What you need to do =
Rewrite every line of the material below, requests included, scaling each number in the answers (the viewBox dimensions and the outline coordinates) by 2.4 and rounding to the nearest whole number, with halves rounded up. Keep every number in the requests and their format samples unchanged.

Data entries

· · · · ·

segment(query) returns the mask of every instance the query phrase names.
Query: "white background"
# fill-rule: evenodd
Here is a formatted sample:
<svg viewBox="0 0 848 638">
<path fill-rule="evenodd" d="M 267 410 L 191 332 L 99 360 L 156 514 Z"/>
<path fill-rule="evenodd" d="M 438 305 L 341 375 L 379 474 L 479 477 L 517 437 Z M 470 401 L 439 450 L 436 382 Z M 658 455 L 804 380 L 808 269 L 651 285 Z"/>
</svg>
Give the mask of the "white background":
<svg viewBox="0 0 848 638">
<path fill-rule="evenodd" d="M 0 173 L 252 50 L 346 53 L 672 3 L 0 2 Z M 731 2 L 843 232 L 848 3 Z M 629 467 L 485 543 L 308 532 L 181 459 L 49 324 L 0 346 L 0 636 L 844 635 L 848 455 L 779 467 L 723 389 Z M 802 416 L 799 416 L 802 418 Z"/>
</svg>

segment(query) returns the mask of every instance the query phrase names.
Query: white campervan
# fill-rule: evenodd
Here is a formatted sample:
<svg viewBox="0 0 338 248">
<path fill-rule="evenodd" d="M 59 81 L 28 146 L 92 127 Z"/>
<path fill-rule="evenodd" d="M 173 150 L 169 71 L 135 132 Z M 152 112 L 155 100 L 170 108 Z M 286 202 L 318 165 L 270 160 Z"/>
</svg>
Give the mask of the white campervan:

· · · · ·

Solution to the exercise =
segment(query) returns the mask of every instance the query phrase names.
Query: "white background"
# fill-rule: evenodd
Here is a formatted sample:
<svg viewBox="0 0 848 638">
<path fill-rule="evenodd" d="M 267 410 L 191 332 L 99 360 L 156 514 Z"/>
<path fill-rule="evenodd" d="M 438 305 L 341 375 L 379 474 L 479 477 L 517 437 Z M 470 401 L 439 450 L 436 382 Z M 658 455 L 804 380 L 808 269 L 651 285 Z"/>
</svg>
Give the mask of the "white background":
<svg viewBox="0 0 2035 1531">
<path fill-rule="evenodd" d="M 0 415 L 605 120 L 830 127 L 1613 7 L 0 5 Z M 1754 5 L 2023 557 L 2035 7 Z M 1510 1121 L 1164 1303 L 739 1277 L 434 1102 L 118 778 L 0 830 L 0 1526 L 2026 1524 L 2035 1092 L 1870 1121 L 1735 934 Z M 1925 998 L 1918 998 L 1925 1003 Z"/>
</svg>

segment(query) returns the mask of every instance the query phrase names.
Query: white campervan
# fill-rule: evenodd
Here is a formatted sample:
<svg viewBox="0 0 338 248">
<path fill-rule="evenodd" d="M 59 81 L 28 146 L 92 127 Z"/>
<path fill-rule="evenodd" d="M 173 150 L 169 71 L 135 132 Z M 152 112 L 155 100 L 170 108 Z M 286 202 L 318 165 L 270 160 Z"/>
</svg>
Give the mask of the white campervan:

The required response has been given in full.